» Objective:
Copy word for word the part of the thread about a swarm on a trap that opens with the words containing "## FlowerPlanter (Aug" and closes with "seem to use it.".

» Excerpt to read:
# Swarm hanging outside on front of trap



## Michael Carnahan (Apr 4, 2014)

*Re: Question on Bee Swarm hanging outside on the front of the trap*

They will move in, most likely by this evening. Congratulations on your new swarm.


----------



## SubwayRocket (Feb 8, 2017)

*Re: Question on Bee Swarm hanging outside on the front of the trap*

Thanks. This is my second one caught. First time trying. Lotta fun. How long should I leave it up ?


----------



## SubwayRocket (Feb 8, 2017)

*Re: Question on Bee Swarm hanging outside on the front of the trap*



Michael Carnahan said:


> They will move in, most likely by this evening. Congratulations on your new swarm.





SubwayRocket said:


> Thanks !
> 
> Should I leave them in place a few days to build up comb and start laying ?
> 
> ...


----------



## MichiganMike (Mar 25, 2014)

*Re: Question on Bee Swarm hanging outside on the front of the trap*

I hope the other posters are right, however I had a swarm hang on a trap last year and then flew off. So it is not a sure thing that they will enter. Good luck and let us know how it turns out.


----------



## FlowerPlanter (Aug 3, 2011)

*Re: Question on Bee Swarm hanging outside on the front of the trap*

Every year I would catch one or two like this. If they make comb they seem to use it.

Most of that was brood. They did start to work one frame inside the box.


----------



## SubwayRocket (Feb 8, 2017)

*Re: Question on Bee Swarm hanging outside on the front of the trap*

Nope. They moved on. They drew a little wax on the front where the swarm was hanging, they drew a little comb on this frame and this small cluster of bees , also a similar size small cluster on the inside front wall of the box . I took out the baggie with the LGO cotton ball , also removed the LGO Q-tips .


----------



## MichiganMike (Mar 25, 2014)

» Dataset extract:
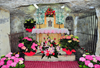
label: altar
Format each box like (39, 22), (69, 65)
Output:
(32, 28), (69, 43)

» Solution:
## FlowerPlanter (Aug 3, 2011)

*Re: Question on Bee Swarm hanging outside on the front of the trap*

Every year I would catch one or two like this. If they make comb they seem to use it.